-------- LISTED RECORDS --------

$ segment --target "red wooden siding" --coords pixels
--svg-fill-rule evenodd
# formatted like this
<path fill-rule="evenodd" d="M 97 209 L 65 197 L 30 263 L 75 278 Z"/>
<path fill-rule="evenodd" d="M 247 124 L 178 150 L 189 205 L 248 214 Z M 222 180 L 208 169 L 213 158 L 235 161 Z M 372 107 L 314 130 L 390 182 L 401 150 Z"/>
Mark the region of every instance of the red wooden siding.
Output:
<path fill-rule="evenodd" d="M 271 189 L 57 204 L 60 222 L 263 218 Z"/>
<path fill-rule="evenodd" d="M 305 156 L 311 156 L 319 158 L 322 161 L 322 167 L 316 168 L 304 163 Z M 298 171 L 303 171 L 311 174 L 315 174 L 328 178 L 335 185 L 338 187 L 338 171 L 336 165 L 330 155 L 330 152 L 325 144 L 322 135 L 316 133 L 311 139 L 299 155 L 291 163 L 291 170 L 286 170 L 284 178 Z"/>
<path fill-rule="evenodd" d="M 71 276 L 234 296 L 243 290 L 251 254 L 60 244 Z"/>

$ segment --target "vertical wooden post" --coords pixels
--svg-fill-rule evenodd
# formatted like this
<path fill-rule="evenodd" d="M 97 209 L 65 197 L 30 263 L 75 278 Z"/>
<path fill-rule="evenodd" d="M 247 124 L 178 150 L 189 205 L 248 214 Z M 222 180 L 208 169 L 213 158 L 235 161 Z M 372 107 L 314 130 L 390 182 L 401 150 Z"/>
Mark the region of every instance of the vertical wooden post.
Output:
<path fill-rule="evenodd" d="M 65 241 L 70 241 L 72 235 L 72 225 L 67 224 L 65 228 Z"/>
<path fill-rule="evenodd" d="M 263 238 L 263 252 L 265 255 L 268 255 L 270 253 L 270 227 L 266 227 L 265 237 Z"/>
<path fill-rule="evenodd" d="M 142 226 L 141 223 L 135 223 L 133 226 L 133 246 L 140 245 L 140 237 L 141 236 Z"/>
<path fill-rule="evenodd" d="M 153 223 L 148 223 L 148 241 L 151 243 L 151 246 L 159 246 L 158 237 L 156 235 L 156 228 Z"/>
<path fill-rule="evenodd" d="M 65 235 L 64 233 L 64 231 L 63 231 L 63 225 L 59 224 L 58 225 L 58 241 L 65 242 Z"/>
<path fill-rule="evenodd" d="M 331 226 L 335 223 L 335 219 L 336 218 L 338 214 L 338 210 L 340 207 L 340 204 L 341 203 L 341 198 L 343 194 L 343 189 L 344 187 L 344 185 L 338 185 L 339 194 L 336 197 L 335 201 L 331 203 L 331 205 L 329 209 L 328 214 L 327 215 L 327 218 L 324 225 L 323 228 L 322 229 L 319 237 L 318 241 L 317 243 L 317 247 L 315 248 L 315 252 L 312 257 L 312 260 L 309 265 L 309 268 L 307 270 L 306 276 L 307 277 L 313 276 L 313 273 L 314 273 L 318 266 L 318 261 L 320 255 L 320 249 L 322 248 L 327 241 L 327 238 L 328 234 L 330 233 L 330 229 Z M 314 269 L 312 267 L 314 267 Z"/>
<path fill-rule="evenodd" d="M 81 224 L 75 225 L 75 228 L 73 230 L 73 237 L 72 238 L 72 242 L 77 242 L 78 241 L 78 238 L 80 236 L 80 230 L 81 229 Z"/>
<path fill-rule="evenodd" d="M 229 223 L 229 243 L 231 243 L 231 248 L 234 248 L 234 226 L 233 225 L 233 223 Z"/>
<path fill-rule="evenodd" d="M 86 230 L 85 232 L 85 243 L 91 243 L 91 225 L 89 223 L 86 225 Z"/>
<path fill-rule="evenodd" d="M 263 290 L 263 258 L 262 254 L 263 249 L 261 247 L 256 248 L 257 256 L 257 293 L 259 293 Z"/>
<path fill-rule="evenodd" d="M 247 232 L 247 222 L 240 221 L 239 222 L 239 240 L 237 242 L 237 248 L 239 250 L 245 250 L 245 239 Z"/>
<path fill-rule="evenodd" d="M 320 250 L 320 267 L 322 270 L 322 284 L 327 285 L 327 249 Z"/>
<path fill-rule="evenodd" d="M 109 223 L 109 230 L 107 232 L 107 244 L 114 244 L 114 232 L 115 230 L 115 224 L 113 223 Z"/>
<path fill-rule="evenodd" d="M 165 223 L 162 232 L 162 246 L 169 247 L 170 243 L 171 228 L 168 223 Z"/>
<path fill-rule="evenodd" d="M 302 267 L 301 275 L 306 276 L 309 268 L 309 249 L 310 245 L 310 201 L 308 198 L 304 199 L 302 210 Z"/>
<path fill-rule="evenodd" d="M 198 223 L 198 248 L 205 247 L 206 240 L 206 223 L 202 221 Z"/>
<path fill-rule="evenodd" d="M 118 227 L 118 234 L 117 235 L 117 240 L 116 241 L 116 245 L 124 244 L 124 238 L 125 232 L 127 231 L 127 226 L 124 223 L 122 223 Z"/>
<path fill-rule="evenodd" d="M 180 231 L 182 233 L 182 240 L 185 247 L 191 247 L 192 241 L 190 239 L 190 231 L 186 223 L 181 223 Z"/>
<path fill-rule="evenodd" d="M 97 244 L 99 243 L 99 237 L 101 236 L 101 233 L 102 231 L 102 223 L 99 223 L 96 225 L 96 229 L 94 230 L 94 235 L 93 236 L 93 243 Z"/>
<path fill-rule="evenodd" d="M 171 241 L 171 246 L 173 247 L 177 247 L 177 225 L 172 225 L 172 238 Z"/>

--------

→ **REQUIREMENT**
Can you reproduce the entire listing above, line for line, without changing a single character?

→ **WRITTEN SOLUTION**
$ segment --target "red wooden siding" --coords pixels
--svg-fill-rule evenodd
# formatted like this
<path fill-rule="evenodd" d="M 97 209 L 65 197 L 30 263 L 75 278 Z"/>
<path fill-rule="evenodd" d="M 247 124 L 178 150 L 189 205 L 248 214 Z M 222 180 L 208 169 L 213 158 L 235 161 Z M 372 107 L 314 130 L 390 182 L 401 150 Z"/>
Mark the region of every instance of the red wooden siding.
Output:
<path fill-rule="evenodd" d="M 271 189 L 57 204 L 60 222 L 263 218 Z"/>
<path fill-rule="evenodd" d="M 305 156 L 311 156 L 319 158 L 322 161 L 322 167 L 316 168 L 304 163 Z M 298 171 L 303 171 L 311 174 L 315 174 L 328 178 L 335 185 L 338 187 L 338 171 L 336 165 L 330 155 L 330 152 L 325 144 L 322 135 L 316 133 L 311 139 L 299 155 L 291 163 L 291 170 L 286 170 L 284 178 Z"/>
<path fill-rule="evenodd" d="M 71 276 L 234 296 L 243 290 L 251 254 L 60 244 Z"/>

$ segment --target "vertical wooden post" --coords pixels
--svg-fill-rule evenodd
# formatted like this
<path fill-rule="evenodd" d="M 97 209 L 65 197 L 30 263 L 75 278 Z"/>
<path fill-rule="evenodd" d="M 247 124 L 178 150 L 189 205 L 248 214 Z M 222 180 L 208 169 L 213 158 L 235 161 Z M 372 107 L 314 130 L 390 182 L 401 150 Z"/>
Mark the region of every instance of the vertical wooden post.
Output:
<path fill-rule="evenodd" d="M 65 241 L 70 241 L 72 235 L 72 225 L 67 224 L 65 228 Z"/>
<path fill-rule="evenodd" d="M 263 238 L 263 252 L 265 255 L 268 255 L 270 253 L 270 227 L 266 227 L 265 237 Z"/>
<path fill-rule="evenodd" d="M 142 226 L 141 223 L 135 223 L 133 226 L 133 246 L 140 245 L 140 237 L 141 236 Z"/>
<path fill-rule="evenodd" d="M 153 223 L 148 223 L 148 241 L 151 243 L 151 246 L 159 246 L 158 237 L 156 235 L 156 228 Z"/>
<path fill-rule="evenodd" d="M 65 235 L 64 233 L 64 231 L 63 231 L 63 225 L 59 224 L 58 225 L 58 241 L 65 242 Z"/>
<path fill-rule="evenodd" d="M 331 226 L 335 223 L 335 219 L 336 218 L 338 214 L 338 210 L 340 207 L 340 204 L 341 203 L 341 198 L 343 194 L 343 189 L 344 187 L 344 185 L 338 185 L 339 194 L 336 197 L 335 201 L 331 203 L 331 205 L 329 209 L 328 214 L 327 215 L 327 218 L 324 225 L 323 228 L 322 229 L 319 237 L 318 241 L 317 243 L 317 247 L 315 248 L 315 252 L 312 257 L 312 260 L 309 265 L 309 268 L 307 270 L 306 276 L 307 277 L 313 276 L 313 273 L 314 273 L 318 266 L 318 261 L 320 255 L 320 249 L 322 248 L 327 241 L 327 238 L 328 234 L 330 233 L 330 229 Z M 314 269 L 312 267 L 314 267 Z"/>
<path fill-rule="evenodd" d="M 81 224 L 75 225 L 75 228 L 73 230 L 73 237 L 72 238 L 72 242 L 77 242 L 78 241 L 78 238 L 80 236 L 80 230 L 81 229 Z"/>
<path fill-rule="evenodd" d="M 229 223 L 229 243 L 231 243 L 231 248 L 234 248 L 234 226 L 233 225 L 233 223 Z"/>
<path fill-rule="evenodd" d="M 86 230 L 85 232 L 85 243 L 91 243 L 91 225 L 89 223 L 86 225 Z"/>
<path fill-rule="evenodd" d="M 263 290 L 263 258 L 262 254 L 263 249 L 261 247 L 256 248 L 257 256 L 257 293 L 259 293 Z"/>
<path fill-rule="evenodd" d="M 247 232 L 247 222 L 240 221 L 239 222 L 239 240 L 237 242 L 237 248 L 239 250 L 245 250 L 245 239 Z"/>
<path fill-rule="evenodd" d="M 320 250 L 320 267 L 322 270 L 322 284 L 327 285 L 327 249 Z"/>
<path fill-rule="evenodd" d="M 109 223 L 109 230 L 107 232 L 107 244 L 114 244 L 114 232 L 115 230 L 115 224 L 113 223 Z"/>
<path fill-rule="evenodd" d="M 165 223 L 162 232 L 162 246 L 169 247 L 170 243 L 171 228 L 168 223 Z"/>
<path fill-rule="evenodd" d="M 302 267 L 301 275 L 306 276 L 309 268 L 309 249 L 310 245 L 310 201 L 308 198 L 304 199 L 302 210 Z"/>
<path fill-rule="evenodd" d="M 198 223 L 198 248 L 205 247 L 206 240 L 206 223 L 202 221 Z"/>
<path fill-rule="evenodd" d="M 118 227 L 118 234 L 117 235 L 117 240 L 116 241 L 116 245 L 124 244 L 124 238 L 125 232 L 127 231 L 127 226 L 124 223 L 122 223 Z"/>
<path fill-rule="evenodd" d="M 180 231 L 182 233 L 182 240 L 185 247 L 191 247 L 192 241 L 190 239 L 190 231 L 186 223 L 181 223 Z"/>
<path fill-rule="evenodd" d="M 97 244 L 99 243 L 99 237 L 101 236 L 101 233 L 102 231 L 102 223 L 99 223 L 96 225 L 96 229 L 94 230 L 94 235 L 93 236 L 93 243 Z"/>
<path fill-rule="evenodd" d="M 171 241 L 171 246 L 173 247 L 177 247 L 177 225 L 172 225 L 172 238 Z"/>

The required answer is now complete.